» **Supplied text**:
_ _ _

Prime Generation Revisited

I’ve been wanting to try learning a new programming language again for a while, and this weekend decided to play around with Go for the first time in a while. Go is a statically typed, compiled language useful for systems programming, which makes it a nice complement to my 2 primary languages, JavaScript and Python. To help myself learn, I decided to revisit the Sieve of Eratosthenes problem that I wrote about last year. I already had implementations in Python and JavaScript, and thought it would be interesting to see how the code and performance compared.

As a refresher, the Sieve of Eratosthenes is a method for generating prime numbers by iterating through numbers and marking all multiples of primes we encounter as not prime. The original algorithm is useful for finding small primes up to a limit, but will eventually consume infinite memory for computers or infinite time for humans. I used a modified algorithm in my JavaScript implementation that only marks numbers as they become relevant, you can read more details about the problem in the original post but using the JavaScript implementation to generate the 1 millionth prime looks like this:

function* generatePrimes() {
    const markedNotPrimeMap = new Map();
    let valueToCheck = 2;
    while(true) {
        if (!(markedNotPrimeMap.has(valueToCheck))) {
            yield valueToCheck
            markedNotPrimeMap.set(valueToCheck**2, [valueToCheck])
        } else {
            let primes =markedNotPrimeMap.get(valueToCheck)

_ _ _

» **Material**:

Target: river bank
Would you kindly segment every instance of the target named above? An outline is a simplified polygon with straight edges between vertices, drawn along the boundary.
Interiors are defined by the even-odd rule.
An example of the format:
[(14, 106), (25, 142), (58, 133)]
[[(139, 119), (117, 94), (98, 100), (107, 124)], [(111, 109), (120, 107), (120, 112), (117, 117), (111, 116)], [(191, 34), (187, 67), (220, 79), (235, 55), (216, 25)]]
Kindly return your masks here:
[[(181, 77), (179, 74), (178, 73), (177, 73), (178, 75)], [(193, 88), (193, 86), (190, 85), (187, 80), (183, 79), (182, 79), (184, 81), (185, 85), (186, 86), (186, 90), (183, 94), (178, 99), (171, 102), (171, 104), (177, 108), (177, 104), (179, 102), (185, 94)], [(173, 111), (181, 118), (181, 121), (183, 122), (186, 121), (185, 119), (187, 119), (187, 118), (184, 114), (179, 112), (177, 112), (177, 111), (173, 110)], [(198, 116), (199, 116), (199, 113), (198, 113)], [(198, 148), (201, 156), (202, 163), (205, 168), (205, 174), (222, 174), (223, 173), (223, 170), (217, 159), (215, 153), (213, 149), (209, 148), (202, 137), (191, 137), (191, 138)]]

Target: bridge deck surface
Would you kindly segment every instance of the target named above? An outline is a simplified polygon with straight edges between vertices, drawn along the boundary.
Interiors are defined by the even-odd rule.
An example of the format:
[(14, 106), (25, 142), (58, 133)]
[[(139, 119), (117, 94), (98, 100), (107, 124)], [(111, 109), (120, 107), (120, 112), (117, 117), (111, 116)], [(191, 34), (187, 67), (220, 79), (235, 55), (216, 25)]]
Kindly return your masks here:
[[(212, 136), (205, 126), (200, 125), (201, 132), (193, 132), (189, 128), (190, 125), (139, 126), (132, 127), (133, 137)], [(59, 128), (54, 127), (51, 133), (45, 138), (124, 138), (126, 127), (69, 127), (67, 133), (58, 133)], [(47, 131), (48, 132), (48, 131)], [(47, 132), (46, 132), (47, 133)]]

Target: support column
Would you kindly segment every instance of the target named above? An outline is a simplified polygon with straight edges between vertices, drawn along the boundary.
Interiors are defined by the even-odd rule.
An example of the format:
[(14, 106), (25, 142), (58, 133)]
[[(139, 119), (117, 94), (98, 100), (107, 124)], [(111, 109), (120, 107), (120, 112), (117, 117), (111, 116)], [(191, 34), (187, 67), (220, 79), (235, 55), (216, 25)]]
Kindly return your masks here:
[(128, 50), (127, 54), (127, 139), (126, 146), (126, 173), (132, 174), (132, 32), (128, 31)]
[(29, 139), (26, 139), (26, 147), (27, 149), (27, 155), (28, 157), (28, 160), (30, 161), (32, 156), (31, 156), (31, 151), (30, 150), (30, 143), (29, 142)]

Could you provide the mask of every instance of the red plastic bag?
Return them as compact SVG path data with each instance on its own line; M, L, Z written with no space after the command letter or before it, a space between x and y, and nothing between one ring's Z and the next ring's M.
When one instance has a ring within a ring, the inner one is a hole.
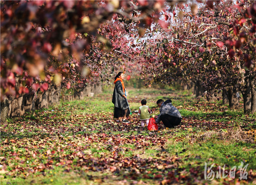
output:
M155 119L153 118L149 119L148 125L148 130L158 130L158 125L156 122Z

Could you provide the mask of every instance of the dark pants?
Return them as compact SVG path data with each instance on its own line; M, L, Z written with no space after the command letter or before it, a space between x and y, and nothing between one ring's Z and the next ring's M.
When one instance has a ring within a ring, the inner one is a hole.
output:
M161 115L160 119L164 126L168 128L173 128L174 126L179 125L181 122L181 118L174 117L167 114Z

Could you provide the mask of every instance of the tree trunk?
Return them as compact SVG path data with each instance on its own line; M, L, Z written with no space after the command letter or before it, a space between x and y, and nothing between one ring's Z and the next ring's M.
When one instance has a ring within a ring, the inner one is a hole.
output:
M246 75L248 74L245 73ZM245 78L244 81L245 85L241 88L241 91L244 99L244 113L247 114L251 111L252 93L249 77Z
M43 93L40 92L37 93L37 96L36 101L36 109L41 109L43 108L48 108L48 91L45 91Z
M14 100L10 104L10 117L19 117L24 115L25 110L23 96Z
M9 101L8 99L6 98L3 101L0 103L0 109L1 109L1 115L0 115L1 120L0 121L1 124L4 124L6 122L9 104Z
M195 89L196 89L196 96L197 98L200 98L202 97L204 90L203 87L202 81L197 80L195 86Z
M228 99L227 96L226 91L223 90L222 91L222 104L226 105L228 103Z
M256 75L250 77L250 84L252 94L252 104L251 111L252 113L256 112Z
M234 89L232 88L228 90L227 96L228 99L228 104L231 110L237 109L239 108L239 99L236 97L236 89Z

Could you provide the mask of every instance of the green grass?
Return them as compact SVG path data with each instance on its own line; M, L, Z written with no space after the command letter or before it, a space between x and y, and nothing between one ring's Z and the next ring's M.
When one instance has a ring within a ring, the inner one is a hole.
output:
M0 127L1 184L159 184L172 182L172 173L178 180L174 184L211 183L202 177L205 162L215 163L215 172L219 166L228 170L241 162L249 164L247 172L256 172L256 138L246 132L256 128L256 114L244 115L242 107L229 110L221 101L197 102L188 91L127 91L133 113L127 125L115 122L112 90L8 119ZM140 126L134 111L142 99L157 115L156 101L168 98L183 117L180 125L167 129L160 124L158 131ZM218 135L236 130L247 141Z

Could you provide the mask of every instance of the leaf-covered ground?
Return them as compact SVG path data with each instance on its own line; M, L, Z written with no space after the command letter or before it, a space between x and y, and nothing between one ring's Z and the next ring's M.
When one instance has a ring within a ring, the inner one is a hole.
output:
M109 91L1 124L1 184L256 183L255 114L244 115L242 105L231 111L221 101L198 101L187 92L128 91L133 112L129 123L113 119ZM172 99L181 123L171 129L160 124L158 131L148 131L134 111L146 98L158 114L156 102L160 98ZM243 171L238 167L241 162ZM205 162L207 168L214 165L205 172ZM222 174L224 165L228 173ZM235 179L225 177L234 166ZM212 177L211 170L214 178L205 180ZM247 179L239 179L246 173Z

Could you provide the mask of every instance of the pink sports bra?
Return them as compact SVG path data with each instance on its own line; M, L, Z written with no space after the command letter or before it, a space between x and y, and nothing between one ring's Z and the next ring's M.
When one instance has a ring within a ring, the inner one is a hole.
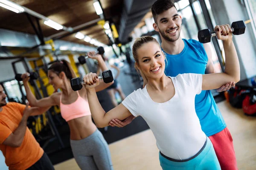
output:
M78 91L76 91L78 97L76 101L72 103L64 105L61 102L61 94L60 107L61 116L66 122L91 114L89 103L79 95Z

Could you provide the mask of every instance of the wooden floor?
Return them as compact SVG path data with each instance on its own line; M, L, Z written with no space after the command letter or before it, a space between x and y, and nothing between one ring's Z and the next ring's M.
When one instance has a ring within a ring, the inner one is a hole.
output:
M232 135L239 170L256 170L256 117L244 115L226 101L218 106ZM161 170L156 140L148 130L112 143L109 148L114 170ZM79 168L73 159L55 166L56 170Z

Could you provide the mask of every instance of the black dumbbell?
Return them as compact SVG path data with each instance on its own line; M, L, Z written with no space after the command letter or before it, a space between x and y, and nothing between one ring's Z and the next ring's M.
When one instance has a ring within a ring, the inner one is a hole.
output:
M97 53L99 54L103 54L105 52L105 50L104 50L103 47L99 47L97 50ZM88 56L80 56L78 57L78 61L79 61L79 62L81 64L85 64L87 58L88 58Z
M245 25L243 21L234 22L231 25L231 32L234 35L240 35L245 31ZM211 42L211 38L216 36L216 31L211 32L209 29L202 29L198 31L198 38L200 42L203 43Z
M22 75L21 74L17 74L15 76L15 79L19 81L22 81L22 79L21 78ZM38 78L38 75L35 72L30 72L29 76L32 79L37 79Z
M112 71L110 70L104 71L102 72L102 76L99 76L98 78L100 80L103 79L105 83L111 82L114 80ZM81 79L79 77L72 79L70 80L71 88L74 91L81 90L84 84L84 80L81 80Z

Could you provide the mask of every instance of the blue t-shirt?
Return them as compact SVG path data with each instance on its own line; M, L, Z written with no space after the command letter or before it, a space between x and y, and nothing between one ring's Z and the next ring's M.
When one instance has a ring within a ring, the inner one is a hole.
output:
M183 73L204 74L208 57L203 45L195 40L183 40L185 46L180 54L171 55L166 53L167 60L166 74L171 76ZM208 136L226 128L226 123L210 91L203 91L196 96L195 106L202 130Z

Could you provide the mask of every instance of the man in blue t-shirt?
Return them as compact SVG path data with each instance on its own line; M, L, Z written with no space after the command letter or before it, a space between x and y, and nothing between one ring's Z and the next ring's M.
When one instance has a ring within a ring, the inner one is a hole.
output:
M182 18L173 0L158 0L153 5L151 11L155 22L153 27L160 33L161 48L166 57L167 76L214 72L209 45L203 45L195 40L182 39L180 36ZM144 80L145 86L147 82ZM234 86L235 83L230 82L217 91L221 92ZM221 170L237 170L232 137L210 91L202 91L197 95L195 105L202 129L212 143ZM122 122L113 120L109 125L123 127L133 119L131 116Z

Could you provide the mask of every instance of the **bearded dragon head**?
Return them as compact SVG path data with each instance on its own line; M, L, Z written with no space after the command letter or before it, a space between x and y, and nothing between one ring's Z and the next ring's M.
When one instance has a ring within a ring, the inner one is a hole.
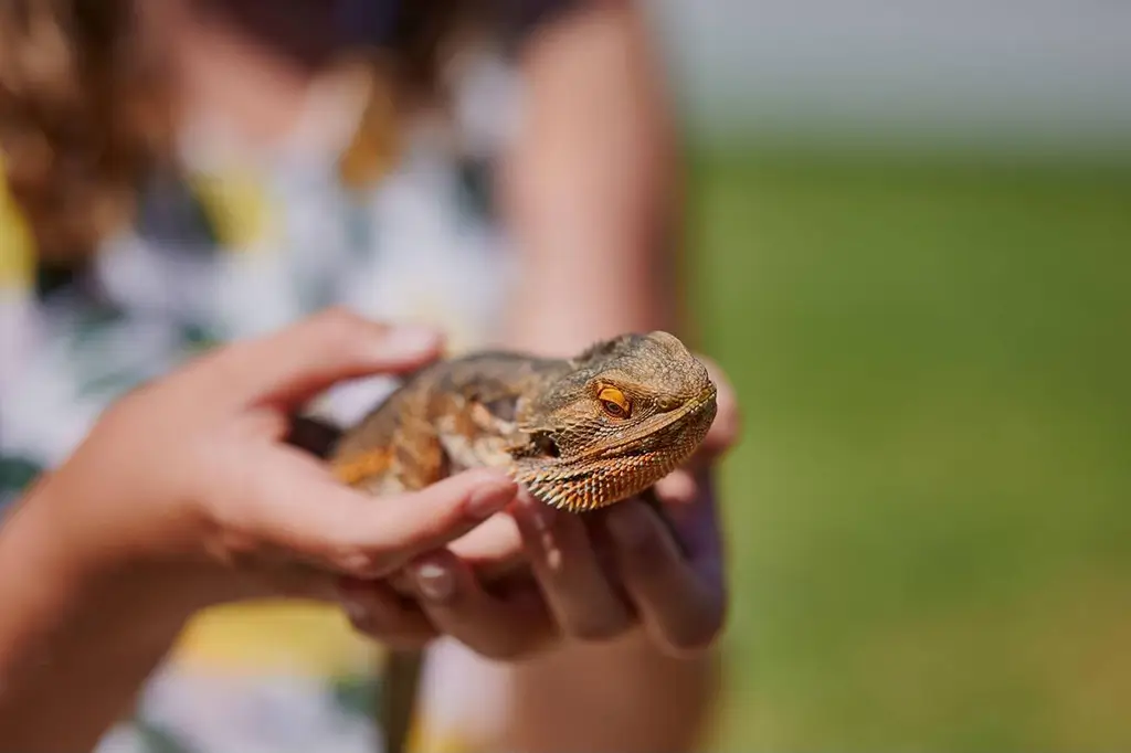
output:
M519 408L517 478L556 508L595 510L670 474L707 435L716 388L673 335L624 335L570 362Z

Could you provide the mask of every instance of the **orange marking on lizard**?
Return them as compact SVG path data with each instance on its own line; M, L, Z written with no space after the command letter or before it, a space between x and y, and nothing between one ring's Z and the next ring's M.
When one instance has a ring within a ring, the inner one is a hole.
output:
M385 473L389 467L389 460L388 450L373 450L336 464L334 475L344 484L356 484L364 478Z

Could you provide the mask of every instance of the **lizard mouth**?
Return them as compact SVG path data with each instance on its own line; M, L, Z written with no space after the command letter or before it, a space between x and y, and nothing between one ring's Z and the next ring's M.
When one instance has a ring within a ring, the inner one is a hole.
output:
M707 431L710 429L711 423L715 421L714 412L717 410L717 405L715 403L717 393L718 390L715 388L715 384L709 383L698 396L696 396L693 400L684 404L682 408L672 410L671 413L661 414L657 416L659 421L642 424L639 429L619 442L597 450L585 452L578 457L578 460L584 462L589 458L606 458L622 455L627 448L638 447L645 438L655 438L653 442L647 442L647 444L659 443L661 440L666 438L672 430L676 430L679 427L683 427L689 431L698 429L696 432L698 436L694 438L694 445L698 447L699 442L701 442L703 436L707 435ZM706 414L708 410L711 412L710 417L706 417L701 423L693 421L694 418L700 417L701 414ZM694 448L691 449L693 450Z
M642 425L614 445L552 467L527 468L518 481L542 502L571 512L596 510L639 494L696 451L715 419L715 397L710 386L663 421Z

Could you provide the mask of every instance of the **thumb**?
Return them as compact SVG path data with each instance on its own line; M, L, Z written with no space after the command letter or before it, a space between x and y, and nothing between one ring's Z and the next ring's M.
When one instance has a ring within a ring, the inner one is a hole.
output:
M287 408L334 383L378 373L400 374L435 358L434 329L375 322L330 309L267 337L219 352L210 371L219 393L239 405Z

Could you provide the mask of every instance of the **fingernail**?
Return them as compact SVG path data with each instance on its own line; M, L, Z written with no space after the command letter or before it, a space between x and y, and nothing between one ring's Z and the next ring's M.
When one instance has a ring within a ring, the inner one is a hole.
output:
M478 520L486 520L515 499L518 485L509 478L493 478L480 484L467 499L467 513Z
M456 579L443 565L425 562L416 568L416 588L430 601L447 601L456 590Z
M440 336L431 327L405 324L389 330L381 339L385 358L415 358L430 355L440 346Z

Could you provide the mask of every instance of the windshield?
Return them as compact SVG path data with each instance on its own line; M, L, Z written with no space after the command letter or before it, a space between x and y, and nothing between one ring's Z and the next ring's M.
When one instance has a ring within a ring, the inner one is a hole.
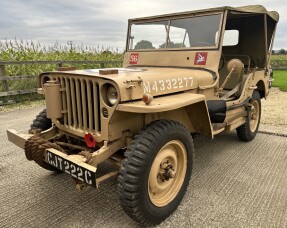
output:
M222 14L132 23L128 49L214 48Z

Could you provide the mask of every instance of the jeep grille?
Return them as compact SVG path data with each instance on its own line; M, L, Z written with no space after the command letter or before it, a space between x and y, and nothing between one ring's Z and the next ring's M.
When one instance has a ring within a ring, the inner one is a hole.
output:
M77 131L100 133L99 84L78 77L59 77L58 80L62 90L62 124Z

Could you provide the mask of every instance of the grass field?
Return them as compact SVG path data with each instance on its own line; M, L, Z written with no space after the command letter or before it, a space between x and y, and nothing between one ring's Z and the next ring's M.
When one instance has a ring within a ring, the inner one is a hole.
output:
M287 92L287 70L275 70L273 73L273 87L279 87L280 90Z

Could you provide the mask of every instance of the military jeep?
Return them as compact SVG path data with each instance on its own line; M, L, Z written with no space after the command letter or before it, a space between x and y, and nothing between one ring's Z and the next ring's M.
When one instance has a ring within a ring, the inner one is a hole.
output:
M278 20L258 5L131 19L122 68L42 73L46 109L8 138L78 189L118 176L124 211L158 224L186 192L193 136L255 138ZM106 161L117 168L100 175Z

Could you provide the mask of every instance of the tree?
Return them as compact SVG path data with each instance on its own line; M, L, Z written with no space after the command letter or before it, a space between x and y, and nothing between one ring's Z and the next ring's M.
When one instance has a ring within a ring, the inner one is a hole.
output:
M136 44L135 49L155 49L155 47L150 41L141 40Z
M280 49L279 52L278 52L280 55L285 55L286 54L286 51L285 49Z

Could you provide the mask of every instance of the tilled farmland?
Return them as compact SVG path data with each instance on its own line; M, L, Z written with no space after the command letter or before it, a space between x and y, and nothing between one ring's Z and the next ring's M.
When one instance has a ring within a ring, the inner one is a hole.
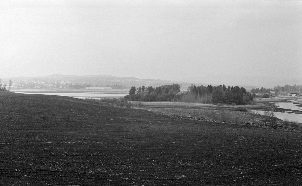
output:
M0 92L0 185L300 185L302 133Z

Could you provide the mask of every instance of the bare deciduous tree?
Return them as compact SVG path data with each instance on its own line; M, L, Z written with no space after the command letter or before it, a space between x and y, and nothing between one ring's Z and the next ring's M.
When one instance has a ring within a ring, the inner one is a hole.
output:
M8 91L9 91L9 88L13 84L13 80L11 79L9 80L8 81Z

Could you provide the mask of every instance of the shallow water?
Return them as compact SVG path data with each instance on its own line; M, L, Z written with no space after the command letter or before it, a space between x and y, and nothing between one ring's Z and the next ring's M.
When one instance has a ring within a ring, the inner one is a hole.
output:
M43 94L44 95L54 95L68 96L76 98L84 99L85 98L92 98L100 99L101 98L112 97L123 97L127 94L108 94L105 93L65 93L49 92L47 93L32 93L19 92L17 93L22 94Z
M264 115L264 111L260 110L259 113L261 115ZM288 113L287 112L273 112L277 118L283 120L288 120L290 121L292 121L299 123L302 123L302 114Z

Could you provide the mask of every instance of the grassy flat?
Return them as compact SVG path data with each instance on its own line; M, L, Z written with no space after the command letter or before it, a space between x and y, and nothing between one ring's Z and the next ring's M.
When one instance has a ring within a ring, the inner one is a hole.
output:
M0 92L0 185L300 185L301 135Z

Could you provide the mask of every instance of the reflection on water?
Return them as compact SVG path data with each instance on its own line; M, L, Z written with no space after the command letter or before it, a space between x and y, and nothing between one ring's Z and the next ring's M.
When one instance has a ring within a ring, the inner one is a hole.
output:
M54 95L55 96L68 96L76 98L84 99L85 98L93 98L100 99L101 98L112 97L123 97L127 94L108 94L105 93L54 93L49 92L47 93L36 93L28 92L18 92L18 93L23 94L43 94L44 95Z

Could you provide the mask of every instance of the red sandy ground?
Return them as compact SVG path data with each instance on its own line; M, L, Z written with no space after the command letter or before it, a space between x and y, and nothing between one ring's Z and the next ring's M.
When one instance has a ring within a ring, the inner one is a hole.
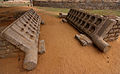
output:
M0 8L0 12L26 9ZM79 33L69 24L62 23L61 19L48 13L39 12L39 15L45 21L45 25L41 25L40 37L45 40L47 51L39 55L36 69L24 70L24 56L19 53L0 59L0 74L120 74L120 40L110 43L110 51L101 53L94 46L82 47L74 38Z

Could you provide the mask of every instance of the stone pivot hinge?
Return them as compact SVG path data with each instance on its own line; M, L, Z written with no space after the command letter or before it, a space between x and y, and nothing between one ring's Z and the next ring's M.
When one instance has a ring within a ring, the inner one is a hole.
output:
M23 67L32 70L37 66L41 17L30 9L11 25L1 36L25 52Z
M113 34L113 40L116 40L120 33L120 28L114 28L114 26L120 26L117 25L118 23L115 19L92 15L83 10L70 9L65 19L77 30L88 35L93 43L103 52L108 51L110 48L110 45L106 42L110 40L109 35ZM111 33L113 29L114 32ZM117 35L115 30L118 30Z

_ _ _

» **What to work on**:
Copy the prime generation text word for word, from start to finish.

» **Exercise answer**:
Prime Generation Revisited

I’ve been wanting to try learning a new programming language again for a while, and this weekend decided to play around with Go for the first time in a while. Go is a statically typed, compiled language useful for systems programming, which makes it a nice complement to my 2 primary languages, JavaScript and Python. To help myself learn, I decided to revisit the Sieve of Eratosthenes problem that I wrote about last year. I already had implementations in Python and JavaScript, and thought it would be interesting to see how the code and performance compared.

As a refresher, the Sieve of Eratosthenes is a method for generating prime numbers by iterating through numbers and marking all multiples of primes we encounter as not prime. The original algorithm is useful for finding small primes up to a limit, but will eventually consume infinite memory for computers or infinite time for humans. I used a modified algorithm in my JavaScript implementation that only marks numbers as they become relevant, you can read more details about the problem in the original post but using the JavaScript implementation to generate the 1 millionth prime looks like this:

function* generatePrimes() {
    const markedNotPrimeMap = new Map();
    let valueToCheck = 2;
    while(true) {
        if (!(markedNotPrimeMap.has(valueToCheck))) {
            yield valueToCheck
            markedNotPrimeMap.set(valueToCheck**2, [valueToCheck])
        } else {
            let primes =markedNotPrimeMap.get(valueToCheck)